9780520291812Originally published on Latinobookreview.com

As Mexican food is being globally ‘elevated’ and reinterpreted/appropriated by the foodie elite, Mexico has seen a simultaneous rise in obesity and diabetes as access to traditional food is drastically hindered as a result of the North American Free Trade Agreement. Eating NAFTA is an investigation of the rise of industrial food systems in Mexico and the ways that governments have decentered the state’s responsibility to protect public health, while deflecting the blame and responsibility for health problems onto individuals, especially women and marginalized populations.

Gálvez switches between personal interviews and macro-level policies as she discusses everything from migration, the role of nostalgia in food consumption patterns, the burden of labor for women, and why the public health crisis in Mexico is not just an unintended consequence of NAFTA.

Since NAFTA was signed in 1994, diabetes has become the leading cause of death in Mexico, with a prevalence of almost 16% of the population. 42% of its food is imported, and poverty (55.1%) and inequality have increased. Gálvez calls out diabetes and diet-related illness as an example of structural violence enabled by continued state-led manipulation.

“Colonialism’s extraction of raw materials and resources provided the fodder for the machines of industrialization. In the post- or neocolonial world, parasitic relationships between former colonial powers and territories continue to organize global trade and economic relationships. Only because of the relationship of economic and political dependence between center and periphery could the center become wealthy enough to dominate the global economy.”

◆ Supplied material:

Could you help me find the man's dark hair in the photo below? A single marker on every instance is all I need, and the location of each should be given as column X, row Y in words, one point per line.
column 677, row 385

...

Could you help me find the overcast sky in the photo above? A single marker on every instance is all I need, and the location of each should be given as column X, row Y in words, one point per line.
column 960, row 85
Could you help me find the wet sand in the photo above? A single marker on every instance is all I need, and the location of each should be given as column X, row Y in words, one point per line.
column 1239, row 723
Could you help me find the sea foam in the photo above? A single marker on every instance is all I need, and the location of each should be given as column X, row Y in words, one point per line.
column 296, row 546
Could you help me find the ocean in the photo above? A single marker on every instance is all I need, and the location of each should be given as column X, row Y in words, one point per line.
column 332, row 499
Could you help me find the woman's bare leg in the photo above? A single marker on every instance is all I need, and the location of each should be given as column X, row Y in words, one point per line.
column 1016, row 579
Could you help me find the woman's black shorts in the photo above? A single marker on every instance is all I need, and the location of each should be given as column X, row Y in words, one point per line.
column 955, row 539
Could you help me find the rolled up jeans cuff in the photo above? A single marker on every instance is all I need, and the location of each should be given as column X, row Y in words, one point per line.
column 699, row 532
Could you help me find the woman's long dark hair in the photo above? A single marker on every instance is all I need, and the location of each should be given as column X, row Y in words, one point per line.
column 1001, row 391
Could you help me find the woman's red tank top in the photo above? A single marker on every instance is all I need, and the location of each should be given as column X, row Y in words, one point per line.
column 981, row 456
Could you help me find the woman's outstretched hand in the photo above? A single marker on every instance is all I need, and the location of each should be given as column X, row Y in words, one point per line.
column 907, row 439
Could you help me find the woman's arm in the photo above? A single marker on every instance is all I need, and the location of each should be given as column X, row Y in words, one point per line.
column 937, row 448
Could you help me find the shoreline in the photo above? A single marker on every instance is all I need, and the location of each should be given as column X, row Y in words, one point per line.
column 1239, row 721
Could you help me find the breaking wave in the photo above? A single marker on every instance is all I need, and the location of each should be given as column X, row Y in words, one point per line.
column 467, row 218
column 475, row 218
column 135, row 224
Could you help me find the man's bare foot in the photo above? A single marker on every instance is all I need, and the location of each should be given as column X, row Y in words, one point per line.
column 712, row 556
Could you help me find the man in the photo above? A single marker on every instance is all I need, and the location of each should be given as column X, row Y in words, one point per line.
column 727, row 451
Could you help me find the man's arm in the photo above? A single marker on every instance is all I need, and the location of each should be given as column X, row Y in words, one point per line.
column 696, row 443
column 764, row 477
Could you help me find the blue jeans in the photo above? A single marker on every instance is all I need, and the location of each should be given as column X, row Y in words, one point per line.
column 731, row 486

◆ How to complete this task: Copy out the whole review of Eating NAFTA from the top of the page, word for word and line for line.

◆ Output for this task:
9780520291812Originally published on Latinobookreview.com

As Mexican food is being globally ‘elevated’ and reinterpreted/appropriated by the foodie elite, Mexico has seen a simultaneous rise in obesity and diabetes as access to traditional food is drastically hindered as a result of the North American Free Trade Agreement. Eating NAFTA is an investigation of the rise of industrial food systems in Mexico and the ways that governments have decentered the state’s responsibility to protect public health, while deflecting the blame and responsibility for health problems onto individuals, especially women and marginalized populations.

Gálvez switches between personal interviews and macro-level policies as she discusses everything from migration, the role of nostalgia in food consumption patterns, the burden of labor for women, and why the public health crisis in Mexico is not just an unintended consequence of NAFTA.

Since NAFTA was signed in 1994, diabetes has become the leading cause of death in Mexico, with a prevalence of almost 16% of the population. 42% of its food is imported, and poverty (55.1%) and inequality have increased. Gálvez calls out diabetes and diet-related illness as an example of structural violence enabled by continued state-led manipulation.

“Colonialism’s extraction of raw materials and resources provided the fodder for the machines of industrialization. In the post- or neocolonial world, parasitic relationships between former colonial powers and territories continue to organize global trade and economic relationships. Only because of the relationship of economic and political dependence between center and periphery could the center become wealthy enough to dominate the global economy.”